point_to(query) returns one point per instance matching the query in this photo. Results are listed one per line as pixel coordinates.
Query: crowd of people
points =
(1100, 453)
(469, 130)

*-*-*

The problem:
Could you produce an exact copy of the whole listing?

Answer space:
point_to(query) returns one point per instance matching the query in this photo. Results are listed one per line as pixel coordinates.
Query: crowd of people
points =
(1100, 453)
(469, 130)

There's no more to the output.